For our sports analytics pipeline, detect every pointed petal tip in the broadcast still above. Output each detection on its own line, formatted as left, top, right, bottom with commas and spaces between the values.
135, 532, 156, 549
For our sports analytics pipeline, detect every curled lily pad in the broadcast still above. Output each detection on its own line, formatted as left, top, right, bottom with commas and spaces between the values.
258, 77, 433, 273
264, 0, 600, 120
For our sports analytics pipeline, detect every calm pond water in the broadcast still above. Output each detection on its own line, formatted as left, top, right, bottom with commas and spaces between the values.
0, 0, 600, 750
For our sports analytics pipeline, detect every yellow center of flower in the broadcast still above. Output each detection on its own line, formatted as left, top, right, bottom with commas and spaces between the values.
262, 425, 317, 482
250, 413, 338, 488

▸ The request
Transcribe the entries between the line containing "For our sports analytics pipeline, detect every calm" and the line containing "0, 0, 600, 750", inclusive, reproducing each line without change.

▸ Output
For our sports analytics pipeline, detect every calm pond water in the broadcast still above. Output each detection on its own line, formatted as left, top, right, bottom with commas and spaces between the values.
0, 0, 600, 750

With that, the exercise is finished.